Requirements:
Write out exactly the lines running from the line that includes "Mark the woman" to the end of the data, both ends included, and nothing besides.

# Data supplied start

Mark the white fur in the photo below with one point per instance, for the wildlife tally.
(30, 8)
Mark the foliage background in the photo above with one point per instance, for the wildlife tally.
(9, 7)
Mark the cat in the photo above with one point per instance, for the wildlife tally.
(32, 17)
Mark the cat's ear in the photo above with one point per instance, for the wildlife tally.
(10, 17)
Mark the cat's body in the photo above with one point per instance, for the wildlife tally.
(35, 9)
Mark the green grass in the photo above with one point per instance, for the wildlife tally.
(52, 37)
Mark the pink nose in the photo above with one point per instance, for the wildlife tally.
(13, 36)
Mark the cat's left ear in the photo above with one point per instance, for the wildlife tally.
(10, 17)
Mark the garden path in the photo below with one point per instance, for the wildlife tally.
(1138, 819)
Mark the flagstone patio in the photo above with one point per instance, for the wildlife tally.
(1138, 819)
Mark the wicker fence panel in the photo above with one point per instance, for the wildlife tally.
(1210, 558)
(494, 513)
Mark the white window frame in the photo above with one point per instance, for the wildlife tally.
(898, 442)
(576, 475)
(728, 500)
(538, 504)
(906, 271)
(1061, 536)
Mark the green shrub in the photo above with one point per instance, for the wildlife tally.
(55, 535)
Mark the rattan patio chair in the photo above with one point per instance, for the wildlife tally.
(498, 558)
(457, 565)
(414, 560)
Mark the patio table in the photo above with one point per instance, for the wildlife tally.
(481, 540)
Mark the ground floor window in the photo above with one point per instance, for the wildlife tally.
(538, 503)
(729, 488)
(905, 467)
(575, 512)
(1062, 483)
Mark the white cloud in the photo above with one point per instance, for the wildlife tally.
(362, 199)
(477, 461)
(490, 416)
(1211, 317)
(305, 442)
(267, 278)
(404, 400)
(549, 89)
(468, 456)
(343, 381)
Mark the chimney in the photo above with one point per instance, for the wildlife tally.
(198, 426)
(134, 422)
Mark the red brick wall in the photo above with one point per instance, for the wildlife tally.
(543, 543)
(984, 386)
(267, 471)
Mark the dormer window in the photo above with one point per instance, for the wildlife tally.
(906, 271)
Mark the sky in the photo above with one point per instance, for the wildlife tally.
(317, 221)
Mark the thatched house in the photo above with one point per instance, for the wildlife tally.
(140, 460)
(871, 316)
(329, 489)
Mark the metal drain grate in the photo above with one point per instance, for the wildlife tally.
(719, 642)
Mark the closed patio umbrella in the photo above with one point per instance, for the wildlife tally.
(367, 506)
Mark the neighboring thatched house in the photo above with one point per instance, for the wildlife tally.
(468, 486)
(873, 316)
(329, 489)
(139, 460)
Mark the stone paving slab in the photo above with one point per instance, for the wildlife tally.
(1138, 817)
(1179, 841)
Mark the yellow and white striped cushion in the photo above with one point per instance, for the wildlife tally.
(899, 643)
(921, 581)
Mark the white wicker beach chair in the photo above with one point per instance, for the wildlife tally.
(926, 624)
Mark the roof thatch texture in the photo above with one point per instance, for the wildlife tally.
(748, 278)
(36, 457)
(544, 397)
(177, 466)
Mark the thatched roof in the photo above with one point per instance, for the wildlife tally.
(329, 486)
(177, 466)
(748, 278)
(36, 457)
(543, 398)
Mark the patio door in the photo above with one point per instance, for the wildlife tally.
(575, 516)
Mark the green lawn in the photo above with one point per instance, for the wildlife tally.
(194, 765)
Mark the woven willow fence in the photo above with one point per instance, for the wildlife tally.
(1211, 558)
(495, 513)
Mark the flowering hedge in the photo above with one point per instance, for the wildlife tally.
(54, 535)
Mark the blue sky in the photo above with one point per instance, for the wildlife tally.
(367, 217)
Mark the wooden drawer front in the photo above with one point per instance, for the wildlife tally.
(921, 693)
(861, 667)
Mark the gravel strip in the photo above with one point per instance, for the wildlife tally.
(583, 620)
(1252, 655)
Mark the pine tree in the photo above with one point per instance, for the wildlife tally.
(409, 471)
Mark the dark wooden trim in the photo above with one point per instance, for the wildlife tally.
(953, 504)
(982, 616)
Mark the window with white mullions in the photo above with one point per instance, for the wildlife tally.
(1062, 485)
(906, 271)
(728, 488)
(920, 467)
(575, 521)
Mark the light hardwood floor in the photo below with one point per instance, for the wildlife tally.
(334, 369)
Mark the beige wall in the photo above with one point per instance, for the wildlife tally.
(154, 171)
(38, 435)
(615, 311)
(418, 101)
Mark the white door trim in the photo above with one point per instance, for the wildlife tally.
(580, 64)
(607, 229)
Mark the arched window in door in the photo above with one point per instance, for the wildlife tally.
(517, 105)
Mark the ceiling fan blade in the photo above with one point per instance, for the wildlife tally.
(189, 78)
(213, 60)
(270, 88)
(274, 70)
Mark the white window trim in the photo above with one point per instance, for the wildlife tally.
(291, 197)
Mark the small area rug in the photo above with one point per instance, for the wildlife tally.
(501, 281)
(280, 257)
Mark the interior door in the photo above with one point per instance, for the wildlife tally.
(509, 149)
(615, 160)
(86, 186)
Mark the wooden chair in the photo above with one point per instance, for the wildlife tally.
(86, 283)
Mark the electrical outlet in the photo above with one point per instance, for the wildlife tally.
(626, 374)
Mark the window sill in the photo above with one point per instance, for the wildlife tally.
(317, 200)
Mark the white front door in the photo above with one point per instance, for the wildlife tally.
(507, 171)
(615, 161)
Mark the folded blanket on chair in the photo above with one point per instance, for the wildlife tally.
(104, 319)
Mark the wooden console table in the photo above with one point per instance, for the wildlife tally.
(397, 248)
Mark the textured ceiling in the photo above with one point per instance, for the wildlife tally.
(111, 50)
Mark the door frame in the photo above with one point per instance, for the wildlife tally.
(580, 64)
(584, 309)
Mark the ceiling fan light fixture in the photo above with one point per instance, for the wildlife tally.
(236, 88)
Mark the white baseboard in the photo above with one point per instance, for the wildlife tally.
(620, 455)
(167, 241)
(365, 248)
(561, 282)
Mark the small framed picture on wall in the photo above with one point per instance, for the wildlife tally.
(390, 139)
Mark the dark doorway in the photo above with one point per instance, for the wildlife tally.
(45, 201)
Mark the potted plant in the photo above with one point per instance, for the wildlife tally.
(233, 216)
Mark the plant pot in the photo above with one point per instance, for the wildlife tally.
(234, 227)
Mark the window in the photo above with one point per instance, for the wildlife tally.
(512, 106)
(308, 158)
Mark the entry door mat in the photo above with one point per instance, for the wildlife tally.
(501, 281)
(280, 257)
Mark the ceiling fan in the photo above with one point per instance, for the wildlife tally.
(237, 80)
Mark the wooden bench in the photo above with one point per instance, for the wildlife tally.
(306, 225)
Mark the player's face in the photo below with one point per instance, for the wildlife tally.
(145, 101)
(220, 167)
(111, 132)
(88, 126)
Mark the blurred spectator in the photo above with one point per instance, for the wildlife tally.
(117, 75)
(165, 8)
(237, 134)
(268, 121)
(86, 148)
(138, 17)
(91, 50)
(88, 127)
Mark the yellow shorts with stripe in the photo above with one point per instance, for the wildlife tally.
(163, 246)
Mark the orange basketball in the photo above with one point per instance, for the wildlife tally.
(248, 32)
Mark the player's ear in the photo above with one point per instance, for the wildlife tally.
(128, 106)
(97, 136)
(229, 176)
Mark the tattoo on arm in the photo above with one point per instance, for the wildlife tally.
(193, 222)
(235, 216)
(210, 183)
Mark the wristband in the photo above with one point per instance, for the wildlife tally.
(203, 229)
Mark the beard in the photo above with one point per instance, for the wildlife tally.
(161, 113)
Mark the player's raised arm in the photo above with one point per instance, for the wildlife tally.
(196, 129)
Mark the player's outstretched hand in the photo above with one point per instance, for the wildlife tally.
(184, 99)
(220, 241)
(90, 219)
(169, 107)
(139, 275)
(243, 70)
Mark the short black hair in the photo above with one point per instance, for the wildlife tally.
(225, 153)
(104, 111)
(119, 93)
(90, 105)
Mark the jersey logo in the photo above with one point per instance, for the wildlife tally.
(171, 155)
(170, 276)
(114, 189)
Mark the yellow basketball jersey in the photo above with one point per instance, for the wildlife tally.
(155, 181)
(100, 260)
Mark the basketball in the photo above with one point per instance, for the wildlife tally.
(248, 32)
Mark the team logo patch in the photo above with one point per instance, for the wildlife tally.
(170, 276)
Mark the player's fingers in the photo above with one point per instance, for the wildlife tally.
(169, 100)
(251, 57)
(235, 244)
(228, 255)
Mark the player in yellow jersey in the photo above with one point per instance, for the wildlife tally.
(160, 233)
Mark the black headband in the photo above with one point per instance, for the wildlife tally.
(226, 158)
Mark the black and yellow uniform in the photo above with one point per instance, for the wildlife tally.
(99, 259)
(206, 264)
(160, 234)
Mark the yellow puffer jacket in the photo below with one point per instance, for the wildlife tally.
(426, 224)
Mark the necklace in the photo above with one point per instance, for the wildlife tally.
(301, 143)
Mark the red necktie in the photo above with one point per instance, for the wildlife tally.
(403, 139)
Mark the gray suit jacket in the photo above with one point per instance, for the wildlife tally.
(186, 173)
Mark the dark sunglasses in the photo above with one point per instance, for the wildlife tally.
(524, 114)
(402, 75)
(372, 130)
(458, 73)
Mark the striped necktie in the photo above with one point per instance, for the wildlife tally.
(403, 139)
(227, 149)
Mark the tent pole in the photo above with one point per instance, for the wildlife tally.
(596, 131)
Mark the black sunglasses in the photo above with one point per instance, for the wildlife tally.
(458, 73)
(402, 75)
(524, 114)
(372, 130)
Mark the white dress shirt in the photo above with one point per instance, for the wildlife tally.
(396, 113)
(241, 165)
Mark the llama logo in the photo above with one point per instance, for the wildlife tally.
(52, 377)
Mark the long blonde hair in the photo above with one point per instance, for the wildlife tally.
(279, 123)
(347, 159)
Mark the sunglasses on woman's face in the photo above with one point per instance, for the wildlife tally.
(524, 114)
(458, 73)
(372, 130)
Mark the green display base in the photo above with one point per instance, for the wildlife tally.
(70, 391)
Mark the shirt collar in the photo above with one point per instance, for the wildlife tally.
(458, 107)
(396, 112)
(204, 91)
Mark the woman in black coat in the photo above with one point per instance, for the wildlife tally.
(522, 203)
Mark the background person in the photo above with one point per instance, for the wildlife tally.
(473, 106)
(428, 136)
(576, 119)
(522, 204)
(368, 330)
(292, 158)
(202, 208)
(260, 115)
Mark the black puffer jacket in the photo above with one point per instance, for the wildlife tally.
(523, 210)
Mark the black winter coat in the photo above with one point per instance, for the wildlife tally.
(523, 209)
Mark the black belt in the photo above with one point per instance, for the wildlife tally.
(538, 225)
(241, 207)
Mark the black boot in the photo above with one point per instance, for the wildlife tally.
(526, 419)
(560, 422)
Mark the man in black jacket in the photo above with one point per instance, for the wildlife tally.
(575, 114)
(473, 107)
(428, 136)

# Data supplied end

Full output:
Mark the woman in black coat in the photo above with one point per instance, for the wildlife tally.
(522, 203)
Mark the background person in the photo above with one point per instance, for the wildlife tally.
(473, 106)
(428, 136)
(576, 119)
(522, 204)
(368, 330)
(292, 158)
(202, 208)
(260, 115)
Mark the black puffer jacket in the photo above with one point per instance, for the wildlife tally.
(523, 210)
Mark the black winter coat in the photo above with one point per instance, for the wildlife tally.
(523, 209)
Mark the black belt in the photo above with one point per instance, for the wildlife tally.
(538, 225)
(241, 207)
Mark the black boot in the photo above with one point per instance, for the wildlife tally.
(526, 419)
(560, 422)
Mark the man in black jacket in the photo above with one point per instance, for the wildlife tally.
(575, 114)
(473, 107)
(428, 136)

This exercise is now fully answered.